> **Excerpts of pointing data**:
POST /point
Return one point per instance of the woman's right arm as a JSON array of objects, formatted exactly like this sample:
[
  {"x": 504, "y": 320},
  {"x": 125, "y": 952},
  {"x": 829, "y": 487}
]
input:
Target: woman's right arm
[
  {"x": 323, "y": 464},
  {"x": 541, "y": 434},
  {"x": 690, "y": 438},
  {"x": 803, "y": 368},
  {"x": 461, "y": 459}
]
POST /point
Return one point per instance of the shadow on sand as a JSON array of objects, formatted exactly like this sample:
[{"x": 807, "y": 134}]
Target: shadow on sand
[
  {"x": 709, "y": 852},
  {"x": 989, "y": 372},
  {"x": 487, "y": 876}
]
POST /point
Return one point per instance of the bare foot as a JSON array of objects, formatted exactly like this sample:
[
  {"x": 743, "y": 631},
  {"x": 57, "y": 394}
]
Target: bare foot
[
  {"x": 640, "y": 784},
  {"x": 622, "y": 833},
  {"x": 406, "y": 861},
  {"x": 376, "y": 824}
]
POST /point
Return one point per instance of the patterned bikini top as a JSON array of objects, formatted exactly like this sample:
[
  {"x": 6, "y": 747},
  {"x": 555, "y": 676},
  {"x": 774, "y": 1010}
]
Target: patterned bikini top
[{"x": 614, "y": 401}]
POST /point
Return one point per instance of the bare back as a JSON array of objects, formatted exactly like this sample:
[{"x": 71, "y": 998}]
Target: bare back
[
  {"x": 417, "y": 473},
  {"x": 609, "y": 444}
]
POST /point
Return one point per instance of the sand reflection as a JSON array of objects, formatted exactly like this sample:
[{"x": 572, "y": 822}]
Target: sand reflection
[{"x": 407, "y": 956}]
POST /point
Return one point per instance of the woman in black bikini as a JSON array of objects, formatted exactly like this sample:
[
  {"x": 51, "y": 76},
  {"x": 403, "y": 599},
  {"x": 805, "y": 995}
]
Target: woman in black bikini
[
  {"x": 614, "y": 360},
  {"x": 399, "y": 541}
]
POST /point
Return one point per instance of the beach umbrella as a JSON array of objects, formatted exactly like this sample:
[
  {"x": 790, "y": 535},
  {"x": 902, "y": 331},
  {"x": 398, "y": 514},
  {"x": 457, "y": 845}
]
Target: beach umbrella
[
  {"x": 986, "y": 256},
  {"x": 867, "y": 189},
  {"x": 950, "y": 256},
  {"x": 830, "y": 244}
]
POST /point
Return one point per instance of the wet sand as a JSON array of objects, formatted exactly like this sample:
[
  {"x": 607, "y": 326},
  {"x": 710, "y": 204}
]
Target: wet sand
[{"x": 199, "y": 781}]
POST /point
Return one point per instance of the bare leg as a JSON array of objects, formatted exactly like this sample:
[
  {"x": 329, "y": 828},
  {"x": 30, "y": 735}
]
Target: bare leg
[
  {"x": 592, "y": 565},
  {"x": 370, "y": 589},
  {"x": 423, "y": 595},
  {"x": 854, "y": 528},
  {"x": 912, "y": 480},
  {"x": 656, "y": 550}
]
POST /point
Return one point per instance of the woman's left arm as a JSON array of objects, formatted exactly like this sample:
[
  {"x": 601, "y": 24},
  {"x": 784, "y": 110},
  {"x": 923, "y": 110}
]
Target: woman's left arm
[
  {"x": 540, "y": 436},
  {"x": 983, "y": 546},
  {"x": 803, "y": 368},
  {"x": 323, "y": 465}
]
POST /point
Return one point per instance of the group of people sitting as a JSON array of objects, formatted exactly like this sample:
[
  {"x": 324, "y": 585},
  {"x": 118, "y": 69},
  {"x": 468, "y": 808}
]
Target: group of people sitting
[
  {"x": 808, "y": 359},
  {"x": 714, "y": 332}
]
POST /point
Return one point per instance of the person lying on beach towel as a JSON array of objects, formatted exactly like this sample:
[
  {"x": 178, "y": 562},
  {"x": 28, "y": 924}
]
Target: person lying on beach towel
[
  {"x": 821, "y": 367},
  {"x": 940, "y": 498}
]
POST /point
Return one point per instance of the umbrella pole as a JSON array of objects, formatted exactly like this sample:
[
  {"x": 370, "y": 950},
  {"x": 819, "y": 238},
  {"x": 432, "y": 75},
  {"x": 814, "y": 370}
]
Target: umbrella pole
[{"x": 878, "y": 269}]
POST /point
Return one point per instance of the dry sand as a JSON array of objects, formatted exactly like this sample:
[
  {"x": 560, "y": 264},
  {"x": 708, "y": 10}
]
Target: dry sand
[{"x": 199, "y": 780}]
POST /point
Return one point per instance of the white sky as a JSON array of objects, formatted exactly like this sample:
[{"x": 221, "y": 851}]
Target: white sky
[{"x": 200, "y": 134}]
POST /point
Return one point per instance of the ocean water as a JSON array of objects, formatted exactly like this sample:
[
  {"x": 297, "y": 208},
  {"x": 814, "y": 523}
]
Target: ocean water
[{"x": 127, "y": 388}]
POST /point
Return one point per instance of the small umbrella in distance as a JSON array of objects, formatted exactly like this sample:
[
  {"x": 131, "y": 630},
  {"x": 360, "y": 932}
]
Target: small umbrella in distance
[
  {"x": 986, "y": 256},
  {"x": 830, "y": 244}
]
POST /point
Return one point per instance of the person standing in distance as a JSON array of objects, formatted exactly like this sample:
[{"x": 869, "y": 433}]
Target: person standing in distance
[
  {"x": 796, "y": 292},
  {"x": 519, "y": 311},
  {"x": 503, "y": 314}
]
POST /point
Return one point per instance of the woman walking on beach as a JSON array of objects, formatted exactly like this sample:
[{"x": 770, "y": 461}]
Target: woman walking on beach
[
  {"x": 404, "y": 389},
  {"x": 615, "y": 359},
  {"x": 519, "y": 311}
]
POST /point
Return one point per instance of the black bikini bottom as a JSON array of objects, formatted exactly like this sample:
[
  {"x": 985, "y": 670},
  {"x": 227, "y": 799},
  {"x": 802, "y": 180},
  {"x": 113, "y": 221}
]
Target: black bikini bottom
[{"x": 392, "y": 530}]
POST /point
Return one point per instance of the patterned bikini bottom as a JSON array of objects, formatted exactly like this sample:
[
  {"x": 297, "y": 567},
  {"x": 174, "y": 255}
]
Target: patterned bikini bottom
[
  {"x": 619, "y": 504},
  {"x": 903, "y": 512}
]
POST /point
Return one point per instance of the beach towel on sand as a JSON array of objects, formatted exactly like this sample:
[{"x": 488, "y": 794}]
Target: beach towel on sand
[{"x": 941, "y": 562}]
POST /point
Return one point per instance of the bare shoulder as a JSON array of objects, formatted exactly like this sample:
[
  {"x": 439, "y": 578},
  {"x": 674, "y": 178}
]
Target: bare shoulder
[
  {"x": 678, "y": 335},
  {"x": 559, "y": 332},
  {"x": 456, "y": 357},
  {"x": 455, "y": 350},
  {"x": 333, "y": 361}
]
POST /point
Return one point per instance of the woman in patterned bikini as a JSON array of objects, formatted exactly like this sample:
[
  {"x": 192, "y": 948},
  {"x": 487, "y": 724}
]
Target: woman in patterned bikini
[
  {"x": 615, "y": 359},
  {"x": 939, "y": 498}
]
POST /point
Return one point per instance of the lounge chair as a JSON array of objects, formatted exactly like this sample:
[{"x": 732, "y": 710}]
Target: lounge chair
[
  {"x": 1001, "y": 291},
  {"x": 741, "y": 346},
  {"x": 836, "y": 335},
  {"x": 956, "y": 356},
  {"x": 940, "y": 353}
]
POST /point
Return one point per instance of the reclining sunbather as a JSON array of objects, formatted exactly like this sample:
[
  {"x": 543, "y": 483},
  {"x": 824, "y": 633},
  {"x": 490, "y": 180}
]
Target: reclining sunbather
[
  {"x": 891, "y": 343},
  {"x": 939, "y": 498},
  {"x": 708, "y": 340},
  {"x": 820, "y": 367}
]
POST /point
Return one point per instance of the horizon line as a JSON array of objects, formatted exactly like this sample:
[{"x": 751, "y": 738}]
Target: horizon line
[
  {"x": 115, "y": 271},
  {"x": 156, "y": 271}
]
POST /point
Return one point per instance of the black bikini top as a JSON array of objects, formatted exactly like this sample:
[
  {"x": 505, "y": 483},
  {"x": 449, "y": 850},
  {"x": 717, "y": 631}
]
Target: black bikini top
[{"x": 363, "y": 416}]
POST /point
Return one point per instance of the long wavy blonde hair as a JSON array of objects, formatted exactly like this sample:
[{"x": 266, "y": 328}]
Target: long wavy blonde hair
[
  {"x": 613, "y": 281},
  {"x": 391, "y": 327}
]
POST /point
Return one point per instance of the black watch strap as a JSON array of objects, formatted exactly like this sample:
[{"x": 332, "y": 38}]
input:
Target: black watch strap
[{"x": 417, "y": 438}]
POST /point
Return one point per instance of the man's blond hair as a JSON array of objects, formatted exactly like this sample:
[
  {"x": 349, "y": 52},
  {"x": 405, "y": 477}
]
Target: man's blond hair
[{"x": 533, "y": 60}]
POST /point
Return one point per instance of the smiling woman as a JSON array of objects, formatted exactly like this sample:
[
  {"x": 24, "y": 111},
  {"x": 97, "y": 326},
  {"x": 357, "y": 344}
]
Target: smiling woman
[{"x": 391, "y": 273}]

> **WORK TO DO**: Count the lines above that contain the string "bottom", where case matters, and give only the number.

> **OUTPUT FOR THIS EXERCISE**: 4